[Problem to solve] Copy out, unchanged, the lines from the one containing "grass in the photo above." through the end of the items below, leaving out any pictures.

START

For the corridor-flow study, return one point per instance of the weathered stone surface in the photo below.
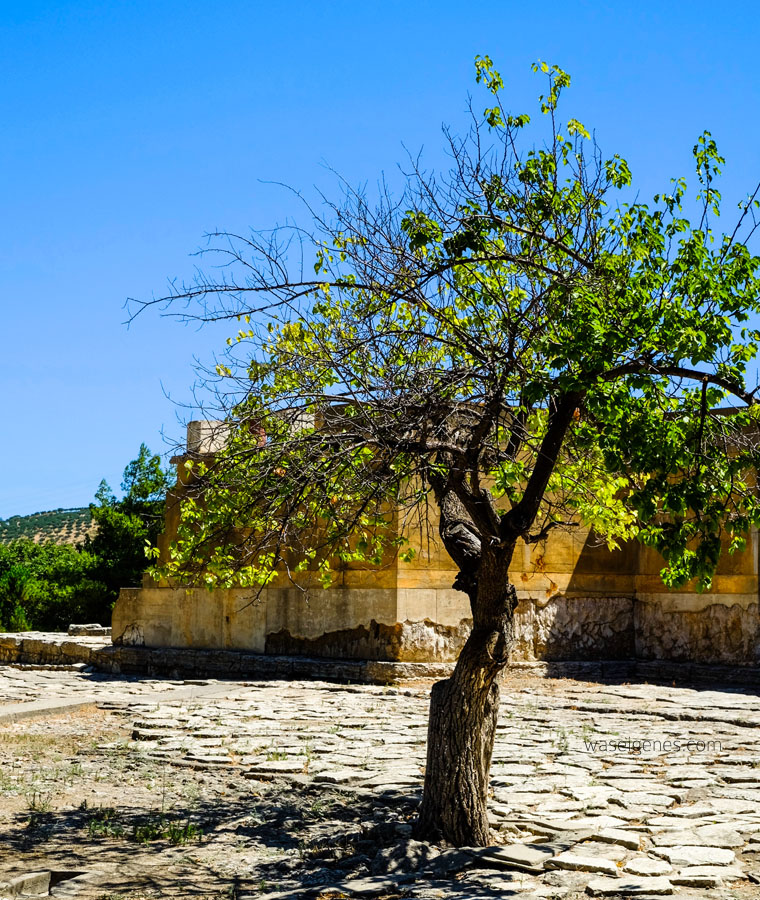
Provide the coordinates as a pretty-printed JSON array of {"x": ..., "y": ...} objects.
[
  {"x": 647, "y": 865},
  {"x": 583, "y": 863},
  {"x": 697, "y": 856},
  {"x": 630, "y": 886},
  {"x": 526, "y": 856},
  {"x": 706, "y": 876}
]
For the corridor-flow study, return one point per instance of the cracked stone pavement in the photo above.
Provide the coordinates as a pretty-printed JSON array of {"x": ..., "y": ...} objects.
[{"x": 309, "y": 789}]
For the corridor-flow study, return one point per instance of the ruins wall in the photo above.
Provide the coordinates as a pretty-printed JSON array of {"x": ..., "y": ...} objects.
[{"x": 578, "y": 601}]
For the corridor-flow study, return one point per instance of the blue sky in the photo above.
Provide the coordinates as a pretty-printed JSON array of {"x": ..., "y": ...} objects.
[{"x": 131, "y": 129}]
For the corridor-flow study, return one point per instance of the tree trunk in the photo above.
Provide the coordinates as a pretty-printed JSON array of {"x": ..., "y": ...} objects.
[{"x": 462, "y": 727}]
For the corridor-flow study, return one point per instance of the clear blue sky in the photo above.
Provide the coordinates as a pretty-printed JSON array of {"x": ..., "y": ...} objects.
[{"x": 131, "y": 129}]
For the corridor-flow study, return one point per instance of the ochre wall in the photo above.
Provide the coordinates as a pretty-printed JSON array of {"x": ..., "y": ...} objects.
[{"x": 578, "y": 600}]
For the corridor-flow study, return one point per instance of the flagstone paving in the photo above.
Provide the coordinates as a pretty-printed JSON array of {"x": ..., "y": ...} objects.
[{"x": 309, "y": 789}]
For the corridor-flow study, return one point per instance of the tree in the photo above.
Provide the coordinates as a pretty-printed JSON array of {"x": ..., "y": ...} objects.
[
  {"x": 127, "y": 526},
  {"x": 517, "y": 345}
]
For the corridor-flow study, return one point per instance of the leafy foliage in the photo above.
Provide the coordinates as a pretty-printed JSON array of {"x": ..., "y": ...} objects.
[{"x": 46, "y": 586}]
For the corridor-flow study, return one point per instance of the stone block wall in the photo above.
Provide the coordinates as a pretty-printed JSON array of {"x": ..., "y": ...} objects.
[{"x": 578, "y": 601}]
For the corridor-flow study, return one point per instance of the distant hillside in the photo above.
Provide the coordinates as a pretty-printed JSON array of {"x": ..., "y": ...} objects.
[{"x": 61, "y": 526}]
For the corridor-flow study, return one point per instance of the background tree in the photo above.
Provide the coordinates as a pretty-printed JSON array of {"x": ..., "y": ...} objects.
[
  {"x": 127, "y": 526},
  {"x": 508, "y": 343}
]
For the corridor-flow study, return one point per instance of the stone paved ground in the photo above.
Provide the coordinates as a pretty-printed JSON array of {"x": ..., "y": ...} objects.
[{"x": 230, "y": 789}]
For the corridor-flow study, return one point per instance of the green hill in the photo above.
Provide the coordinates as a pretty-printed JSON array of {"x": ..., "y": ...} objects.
[{"x": 60, "y": 526}]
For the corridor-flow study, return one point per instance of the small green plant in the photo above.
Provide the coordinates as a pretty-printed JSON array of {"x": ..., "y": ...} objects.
[
  {"x": 39, "y": 802},
  {"x": 103, "y": 823},
  {"x": 172, "y": 830},
  {"x": 274, "y": 755}
]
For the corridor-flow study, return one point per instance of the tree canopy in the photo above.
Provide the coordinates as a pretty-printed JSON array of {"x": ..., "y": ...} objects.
[{"x": 519, "y": 341}]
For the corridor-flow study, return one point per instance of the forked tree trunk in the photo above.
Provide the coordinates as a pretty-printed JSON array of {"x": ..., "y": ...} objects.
[{"x": 461, "y": 731}]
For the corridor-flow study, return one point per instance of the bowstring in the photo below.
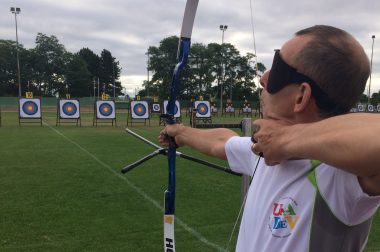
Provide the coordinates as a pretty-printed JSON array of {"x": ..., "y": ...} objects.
[{"x": 260, "y": 114}]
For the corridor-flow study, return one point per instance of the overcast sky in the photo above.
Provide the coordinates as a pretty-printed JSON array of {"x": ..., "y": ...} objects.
[{"x": 128, "y": 27}]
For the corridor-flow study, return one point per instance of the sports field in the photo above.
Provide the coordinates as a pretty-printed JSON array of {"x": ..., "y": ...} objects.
[{"x": 61, "y": 190}]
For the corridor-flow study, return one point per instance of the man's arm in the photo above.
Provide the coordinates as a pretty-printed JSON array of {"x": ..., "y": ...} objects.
[
  {"x": 350, "y": 142},
  {"x": 210, "y": 142}
]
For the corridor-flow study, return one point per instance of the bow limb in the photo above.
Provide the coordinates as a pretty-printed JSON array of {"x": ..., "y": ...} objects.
[{"x": 182, "y": 55}]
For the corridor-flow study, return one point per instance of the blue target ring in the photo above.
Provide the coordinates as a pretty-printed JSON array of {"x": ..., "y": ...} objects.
[
  {"x": 139, "y": 109},
  {"x": 175, "y": 109},
  {"x": 105, "y": 109},
  {"x": 69, "y": 109},
  {"x": 202, "y": 109},
  {"x": 156, "y": 107},
  {"x": 30, "y": 108}
]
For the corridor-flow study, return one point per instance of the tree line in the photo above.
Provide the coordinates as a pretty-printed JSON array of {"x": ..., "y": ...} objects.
[
  {"x": 49, "y": 69},
  {"x": 213, "y": 70}
]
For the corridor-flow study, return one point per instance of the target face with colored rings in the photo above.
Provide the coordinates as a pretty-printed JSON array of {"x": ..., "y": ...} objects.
[
  {"x": 203, "y": 108},
  {"x": 156, "y": 107},
  {"x": 177, "y": 110},
  {"x": 69, "y": 108},
  {"x": 30, "y": 108},
  {"x": 105, "y": 109},
  {"x": 140, "y": 109}
]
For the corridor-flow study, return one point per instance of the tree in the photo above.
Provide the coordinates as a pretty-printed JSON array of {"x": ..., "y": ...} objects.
[
  {"x": 162, "y": 60},
  {"x": 51, "y": 57},
  {"x": 77, "y": 77},
  {"x": 208, "y": 67},
  {"x": 92, "y": 60},
  {"x": 109, "y": 73}
]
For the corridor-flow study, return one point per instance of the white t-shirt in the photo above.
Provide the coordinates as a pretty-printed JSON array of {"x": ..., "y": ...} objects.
[{"x": 279, "y": 207}]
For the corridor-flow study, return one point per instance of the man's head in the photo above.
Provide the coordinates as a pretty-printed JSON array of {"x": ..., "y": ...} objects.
[{"x": 329, "y": 60}]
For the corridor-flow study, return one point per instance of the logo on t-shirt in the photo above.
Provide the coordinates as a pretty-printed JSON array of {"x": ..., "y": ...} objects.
[{"x": 284, "y": 217}]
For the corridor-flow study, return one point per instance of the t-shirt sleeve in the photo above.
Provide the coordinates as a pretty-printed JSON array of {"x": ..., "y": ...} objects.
[
  {"x": 344, "y": 195},
  {"x": 239, "y": 154}
]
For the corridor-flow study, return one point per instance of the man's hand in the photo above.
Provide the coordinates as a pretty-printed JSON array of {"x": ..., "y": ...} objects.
[{"x": 170, "y": 131}]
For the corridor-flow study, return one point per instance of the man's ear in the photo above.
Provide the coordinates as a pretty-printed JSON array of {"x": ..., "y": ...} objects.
[{"x": 303, "y": 97}]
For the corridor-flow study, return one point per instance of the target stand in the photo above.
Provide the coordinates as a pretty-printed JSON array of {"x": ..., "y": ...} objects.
[
  {"x": 177, "y": 112},
  {"x": 68, "y": 111},
  {"x": 214, "y": 109},
  {"x": 29, "y": 110},
  {"x": 201, "y": 113},
  {"x": 104, "y": 112},
  {"x": 155, "y": 108},
  {"x": 229, "y": 109},
  {"x": 138, "y": 113}
]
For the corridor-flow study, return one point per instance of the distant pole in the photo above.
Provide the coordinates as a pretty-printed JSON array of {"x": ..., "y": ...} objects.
[
  {"x": 16, "y": 10},
  {"x": 222, "y": 28},
  {"x": 98, "y": 87},
  {"x": 370, "y": 73},
  {"x": 113, "y": 79},
  {"x": 147, "y": 83}
]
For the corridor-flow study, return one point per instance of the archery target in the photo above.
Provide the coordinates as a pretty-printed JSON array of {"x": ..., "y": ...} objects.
[
  {"x": 156, "y": 107},
  {"x": 177, "y": 110},
  {"x": 203, "y": 108},
  {"x": 140, "y": 109},
  {"x": 361, "y": 108},
  {"x": 69, "y": 109},
  {"x": 229, "y": 108},
  {"x": 105, "y": 109},
  {"x": 30, "y": 108},
  {"x": 247, "y": 108}
]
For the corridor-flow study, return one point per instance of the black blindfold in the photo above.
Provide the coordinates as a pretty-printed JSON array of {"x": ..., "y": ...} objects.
[{"x": 282, "y": 74}]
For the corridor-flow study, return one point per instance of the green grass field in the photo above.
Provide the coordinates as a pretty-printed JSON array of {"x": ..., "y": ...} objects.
[{"x": 61, "y": 190}]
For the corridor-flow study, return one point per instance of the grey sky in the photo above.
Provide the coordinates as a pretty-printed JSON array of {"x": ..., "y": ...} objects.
[{"x": 128, "y": 27}]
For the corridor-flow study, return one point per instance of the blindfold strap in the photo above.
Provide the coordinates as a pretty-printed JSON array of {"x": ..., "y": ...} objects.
[{"x": 282, "y": 74}]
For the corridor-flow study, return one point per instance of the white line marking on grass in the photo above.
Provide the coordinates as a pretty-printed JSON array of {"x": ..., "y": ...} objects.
[{"x": 140, "y": 191}]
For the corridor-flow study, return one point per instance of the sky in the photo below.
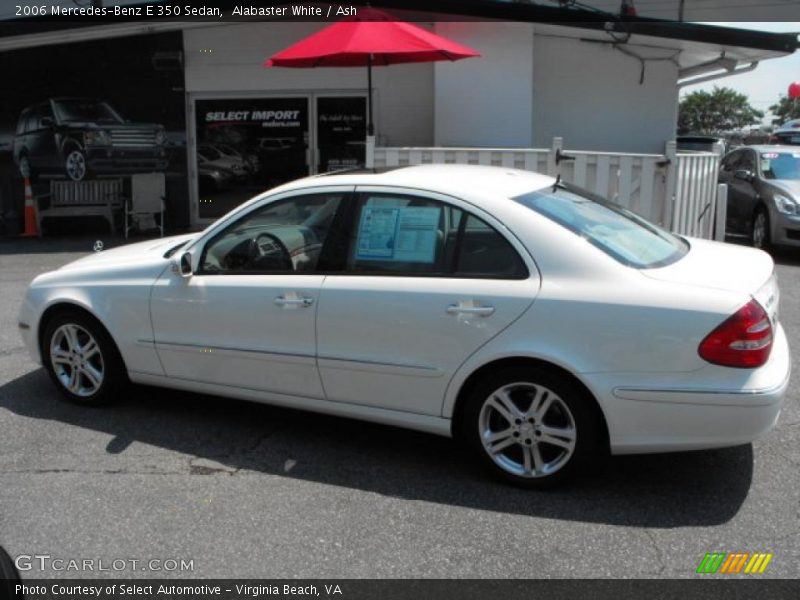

END

[Answer]
For the corridor-flow study, return one point per instance of the white line marking on grass in the photo above.
Provide the coordinates as a pretty-printed JSON array of {"x": ..., "y": ...} objects.
[{"x": 140, "y": 191}]
For the corridor-flow study, return one point per instance of the sky in the photo below.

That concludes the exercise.